The replacement of delete methods is straightforward, but there is one pitfall that users need to understand and know how to avoid. Here is a sample of how it’s done for most entities:

@Transactional
public void deleteOwner(Owner owner) {
    entityManager.remove(owner);
}

However, for some entities, it needs to be handled differently. There are cases where an entity is dependent and managed by its parent entity. Such a relationship exists between the Owner and Pet entities. Owner contains a set of Pet entities annotated with cascade = CascadeType.ALL.

public class Owner extends Person {
    @OneToMany(cascade = CascadeType.ALL, 
               mappedBy = "owner", 
               fetch = FetchType.EAGER, 
               orphanRemoval = true)
    private Set<Pet> pets;
    ...
}

In this case, to remove a pet, instead of invoking entityManager.remove(pet), you need to delete it from the Owner.pets set and call entityManager.merge(owner).

@Transactional
public void deletePet(Pet pet) {
    var owner = pet.getOwner();
    owner.deletePet(pet);
    entityManager.merge(owner);
    entityManager.flush();
}

This is a legitimate use case. You can read more about it here.

## RECORD EXTRACTS
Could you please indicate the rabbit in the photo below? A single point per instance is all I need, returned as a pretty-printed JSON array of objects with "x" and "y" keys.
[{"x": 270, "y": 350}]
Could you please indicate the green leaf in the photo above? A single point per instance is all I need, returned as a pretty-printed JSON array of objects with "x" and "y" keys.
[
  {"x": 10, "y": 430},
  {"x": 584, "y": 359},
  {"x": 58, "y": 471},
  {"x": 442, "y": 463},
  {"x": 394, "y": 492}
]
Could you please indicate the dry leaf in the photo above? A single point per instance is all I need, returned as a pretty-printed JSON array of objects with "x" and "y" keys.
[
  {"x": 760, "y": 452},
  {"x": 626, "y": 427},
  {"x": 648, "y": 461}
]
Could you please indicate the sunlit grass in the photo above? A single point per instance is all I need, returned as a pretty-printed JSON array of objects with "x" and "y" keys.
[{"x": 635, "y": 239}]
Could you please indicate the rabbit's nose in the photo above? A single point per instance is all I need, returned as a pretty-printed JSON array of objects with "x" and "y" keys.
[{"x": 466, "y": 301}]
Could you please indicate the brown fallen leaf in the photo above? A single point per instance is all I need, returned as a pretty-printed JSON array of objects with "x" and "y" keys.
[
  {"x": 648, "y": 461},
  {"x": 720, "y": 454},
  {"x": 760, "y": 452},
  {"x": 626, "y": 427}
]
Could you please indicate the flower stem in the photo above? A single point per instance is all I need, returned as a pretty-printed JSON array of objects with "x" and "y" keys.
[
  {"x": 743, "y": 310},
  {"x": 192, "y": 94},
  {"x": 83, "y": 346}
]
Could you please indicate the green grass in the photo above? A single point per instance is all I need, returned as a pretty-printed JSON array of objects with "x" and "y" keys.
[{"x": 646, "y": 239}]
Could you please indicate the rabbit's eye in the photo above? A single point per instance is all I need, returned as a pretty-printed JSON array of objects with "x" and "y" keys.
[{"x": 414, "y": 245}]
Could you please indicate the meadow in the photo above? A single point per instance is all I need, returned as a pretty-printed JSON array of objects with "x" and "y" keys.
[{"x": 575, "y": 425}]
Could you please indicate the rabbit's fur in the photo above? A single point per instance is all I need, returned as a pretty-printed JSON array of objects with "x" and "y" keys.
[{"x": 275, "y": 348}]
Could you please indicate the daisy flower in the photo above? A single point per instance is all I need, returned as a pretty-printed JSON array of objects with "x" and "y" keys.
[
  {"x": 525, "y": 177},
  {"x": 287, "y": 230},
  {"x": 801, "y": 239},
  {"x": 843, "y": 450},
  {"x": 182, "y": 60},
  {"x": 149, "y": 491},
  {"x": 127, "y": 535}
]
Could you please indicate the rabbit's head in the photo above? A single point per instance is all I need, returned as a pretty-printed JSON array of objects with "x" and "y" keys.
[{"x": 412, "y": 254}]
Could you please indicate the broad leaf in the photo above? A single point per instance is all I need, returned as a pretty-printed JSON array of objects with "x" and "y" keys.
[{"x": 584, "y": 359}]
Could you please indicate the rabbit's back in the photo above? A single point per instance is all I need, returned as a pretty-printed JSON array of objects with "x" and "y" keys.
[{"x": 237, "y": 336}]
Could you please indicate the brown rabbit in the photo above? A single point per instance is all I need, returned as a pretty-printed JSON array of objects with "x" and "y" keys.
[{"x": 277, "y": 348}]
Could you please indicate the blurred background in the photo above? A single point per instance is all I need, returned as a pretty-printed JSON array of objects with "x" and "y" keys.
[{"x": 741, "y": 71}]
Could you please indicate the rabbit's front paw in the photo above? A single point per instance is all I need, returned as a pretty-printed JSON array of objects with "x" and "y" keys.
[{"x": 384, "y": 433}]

## ASSIGNMENT
Please copy out the full text on replacing delete methods for entities, word for word and unchanged.

## EXERCISE RESPONSE
The replacement of delete methods is straightforward, but there is one pitfall that users need to understand and know how to avoid. Here is a sample of how it’s done for most entities:

@Transactional
public void deleteOwner(Owner owner) {
    entityManager.remove(owner);
}

However, for some entities, it needs to be handled differently. There are cases where an entity is dependent and managed by its parent entity. Such a relationship exists between the Owner and Pet entities. Owner contains a set of Pet entities annotated with cascade = CascadeType.ALL.

public class Owner extends Person {
    @OneToMany(cascade = CascadeType.ALL, 
               mappedBy = "owner", 
               fetch = FetchType.EAGER, 
               orphanRemoval = true)
    private Set<Pet> pets;
    ...
}

In this case, to remove a pet, instead of invoking entityManager.remove(pet), you need to delete it from the Owner.pets set and call entityManager.merge(owner).

@Transactional
public void deletePet(Pet pet) {
    var owner = pet.getOwner();
    owner.deletePet(pet);
    entityManager.merge(owner);
    entityManager.flush();
}

This is a legitimate use case. You can read more about it here.